■ **WRITTEN REQUEST**: Turn every line of the listing below into a JSON list of strings, one string per line, and skip any blank lines.

*-*-*

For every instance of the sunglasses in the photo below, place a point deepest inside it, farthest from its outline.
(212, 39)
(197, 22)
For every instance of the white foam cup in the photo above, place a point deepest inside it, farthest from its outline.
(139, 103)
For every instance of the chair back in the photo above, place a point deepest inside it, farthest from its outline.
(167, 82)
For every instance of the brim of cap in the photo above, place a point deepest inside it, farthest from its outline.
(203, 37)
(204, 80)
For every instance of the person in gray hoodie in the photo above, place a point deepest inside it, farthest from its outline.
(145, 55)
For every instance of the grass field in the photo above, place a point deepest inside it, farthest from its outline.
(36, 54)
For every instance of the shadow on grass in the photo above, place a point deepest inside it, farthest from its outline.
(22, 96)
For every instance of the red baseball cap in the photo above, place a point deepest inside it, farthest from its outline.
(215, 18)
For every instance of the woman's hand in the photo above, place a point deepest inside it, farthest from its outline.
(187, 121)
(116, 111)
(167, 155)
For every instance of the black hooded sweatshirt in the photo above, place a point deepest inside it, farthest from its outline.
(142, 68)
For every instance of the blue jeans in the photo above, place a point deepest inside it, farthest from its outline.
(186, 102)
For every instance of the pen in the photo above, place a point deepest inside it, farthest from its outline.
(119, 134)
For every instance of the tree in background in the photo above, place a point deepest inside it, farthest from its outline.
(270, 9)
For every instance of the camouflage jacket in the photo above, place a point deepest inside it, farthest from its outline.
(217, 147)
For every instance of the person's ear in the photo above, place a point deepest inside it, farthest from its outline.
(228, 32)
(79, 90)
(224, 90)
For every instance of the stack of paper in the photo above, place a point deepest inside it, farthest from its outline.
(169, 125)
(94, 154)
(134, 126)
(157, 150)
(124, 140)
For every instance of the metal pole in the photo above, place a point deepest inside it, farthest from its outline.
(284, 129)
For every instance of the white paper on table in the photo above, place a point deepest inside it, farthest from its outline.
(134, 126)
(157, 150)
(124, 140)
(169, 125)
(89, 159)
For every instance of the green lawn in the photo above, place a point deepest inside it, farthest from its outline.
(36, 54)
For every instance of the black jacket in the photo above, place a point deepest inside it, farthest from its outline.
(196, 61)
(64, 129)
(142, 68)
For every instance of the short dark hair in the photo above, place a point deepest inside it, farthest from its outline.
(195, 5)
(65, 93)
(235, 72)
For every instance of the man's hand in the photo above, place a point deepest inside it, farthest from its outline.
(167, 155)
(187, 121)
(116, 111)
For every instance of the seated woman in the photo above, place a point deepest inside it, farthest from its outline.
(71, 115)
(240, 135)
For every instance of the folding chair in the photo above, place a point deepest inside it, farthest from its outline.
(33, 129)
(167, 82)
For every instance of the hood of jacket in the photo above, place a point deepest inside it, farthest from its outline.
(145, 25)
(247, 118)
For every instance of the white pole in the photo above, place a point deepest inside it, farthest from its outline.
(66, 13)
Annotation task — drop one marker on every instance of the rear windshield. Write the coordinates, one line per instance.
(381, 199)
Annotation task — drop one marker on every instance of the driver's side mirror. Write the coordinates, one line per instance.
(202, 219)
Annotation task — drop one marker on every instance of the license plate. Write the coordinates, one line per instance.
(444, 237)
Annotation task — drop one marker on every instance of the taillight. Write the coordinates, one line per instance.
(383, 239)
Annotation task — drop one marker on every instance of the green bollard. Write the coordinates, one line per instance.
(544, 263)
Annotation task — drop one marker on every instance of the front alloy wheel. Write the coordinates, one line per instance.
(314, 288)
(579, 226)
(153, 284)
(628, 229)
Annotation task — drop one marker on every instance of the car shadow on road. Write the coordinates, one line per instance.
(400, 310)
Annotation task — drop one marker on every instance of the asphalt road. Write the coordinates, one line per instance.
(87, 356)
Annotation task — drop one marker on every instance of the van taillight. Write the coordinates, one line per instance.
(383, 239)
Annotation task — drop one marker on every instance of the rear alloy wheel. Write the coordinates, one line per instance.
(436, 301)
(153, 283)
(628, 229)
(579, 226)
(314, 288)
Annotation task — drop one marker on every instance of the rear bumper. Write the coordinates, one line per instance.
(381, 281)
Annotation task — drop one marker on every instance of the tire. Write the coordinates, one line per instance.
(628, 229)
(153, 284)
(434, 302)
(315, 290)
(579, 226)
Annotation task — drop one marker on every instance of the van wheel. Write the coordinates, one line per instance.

*-*-*

■ **CORRECT RESULT**:
[
  "For every instance of the sunglasses in the photo below, place a point deepest inside it, farthest from its outline.",
  "(212, 39)",
  "(197, 22)",
  "For every instance of the white foam cup in the photo above, place a point deepest inside it, farthest from its outline.",
  "(139, 103)",
  "For every instance of the chair back in the photo above, place a point deepest inside it, farthest from its outline.",
  "(167, 82)",
  "For every instance of the brim of cap in the photo above, place a point deepest inside it, farthest from its outline.",
  "(203, 37)",
  "(204, 80)",
  "For every instance of the person in gray hoodie in the photo above, place a point deepest inside it, farthest from its outline.",
  "(145, 55)",
  "For every instance of the grass field in the photo above, place a point deepest inside it, farthest from its outline.",
  "(36, 54)",
  "For every instance of the shadow on grass in the photo above, place a point deepest inside it, farthest from its outline.",
  "(22, 96)",
  "For every instance of the red baseball cap in the photo above, place a point deepest inside it, farthest from its outline.",
  "(215, 18)",
  "For every instance of the woman's hand in the photo above, place a point deepest inside it, farthest from its outline.",
  "(187, 121)",
  "(116, 111)",
  "(167, 155)",
  "For every instance of the black hooded sweatshirt in the photo above, place a point deepest inside it, farthest from its outline.",
  "(142, 68)",
  "For every instance of the blue jeans in the photo above, place a point deepest inside it, farthest from its outline.",
  "(186, 102)",
  "For every instance of the pen in the photo above, place a point deepest inside it, farthest from its outline.",
  "(119, 134)",
  "For every instance of the tree in background in the photo above, place a point deepest inside it, farthest from its outline.",
  "(270, 9)",
  "For every instance of the camouflage jacket in the photo above, place a point deepest inside it, farthest from its outline.",
  "(217, 147)",
  "For every instance of the person's ear in the photo above, place a point deepest inside it, farthest from its outline.",
  "(228, 32)",
  "(79, 90)",
  "(224, 90)",
  "For every instance of the stack of paper in the photo above, place a point deepest inside it, farthest from its outline.",
  "(169, 125)",
  "(94, 154)",
  "(134, 126)",
  "(157, 150)",
  "(124, 140)",
  "For every instance of the metal pole in the photo above, place a point deepest inside it, farthest from its outline.",
  "(284, 129)",
  "For every instance of the white paper on table in the photo above, place a point deepest inside it, farthest from its outline.",
  "(134, 126)",
  "(157, 150)",
  "(124, 140)",
  "(169, 125)",
  "(89, 159)",
  "For every instance of the green lawn in the photo above, place a point deepest inside it, farthest from its outline.",
  "(36, 54)",
  "For every instance of the black jacket in the photo above, place a point deepest inside it, farthest from its outline.",
  "(196, 61)",
  "(64, 129)",
  "(142, 68)",
  "For every instance of the short dark hair in the photo above, place a point deepest inside it, farthest from its outline.",
  "(195, 5)",
  "(65, 93)",
  "(235, 72)",
  "For every instance of the man's hand in the photo above, place a point deepest inside it, farthest from its outline.",
  "(167, 155)",
  "(187, 121)",
  "(116, 111)",
  "For every instance of the seated woman in the photo above, place a point deepest inside it, farthest from its outline.",
  "(71, 115)",
  "(240, 135)",
  "For every instance of the folding chair in the photo above, place a point deepest inside it, farthest from its outline.",
  "(33, 129)",
  "(167, 82)",
  "For every instance of the hood of jacket in the photo above, place a point deepest inside it, farthest from its outline.",
  "(145, 25)",
  "(247, 118)",
  "For every instance of the white pole in the photo above, place a point deepest inside it, farthest from its outline.",
  "(66, 13)",
  "Annotation task — drop one marker on every instance of the rear windshield. Write the coordinates, one line per instance.",
  "(381, 199)",
  "Annotation task — drop one marker on every instance of the driver's side mirror. Write the coordinates, one line per instance.",
  "(202, 219)",
  "Annotation task — drop one marker on every instance of the license plate. Write the coordinates, one line per instance.",
  "(444, 237)",
  "Annotation task — drop one marker on every instance of the taillight. Write the coordinates, one line per instance.",
  "(383, 239)",
  "Annotation task — drop one marker on every instance of the green bollard. Write the coordinates, one line per instance.",
  "(544, 263)",
  "Annotation task — drop one marker on every instance of the front alloy wheel. Write the coordinates, one line per instance.",
  "(314, 288)",
  "(579, 226)",
  "(153, 284)",
  "(628, 229)",
  "Annotation task — drop one marker on every instance of the car shadow on road. Write the coordinates, one line per instance.",
  "(400, 310)",
  "Annotation task — drop one marker on every instance of the asphalt road. Write the coordinates, one line per instance.",
  "(87, 356)",
  "Annotation task — drop one marker on every instance of the van taillight. Write the coordinates, one line per instance.",
  "(383, 239)",
  "Annotation task — drop one marker on every instance of the rear alloy wheel. Write the coordinates, one line per instance.",
  "(436, 301)",
  "(153, 283)",
  "(628, 229)",
  "(579, 226)",
  "(314, 288)",
  "Annotation task — drop one marker on every instance of the rear bumper. Write the coordinates, one line per instance.",
  "(381, 281)",
  "Annotation task — drop one marker on every instance of the tire. Write the coordinates, one line per instance.",
  "(628, 229)",
  "(153, 284)",
  "(434, 302)",
  "(315, 290)",
  "(579, 226)",
  "Annotation task — drop one marker on every instance of the van wheel. Write the coordinates, one line per instance."
]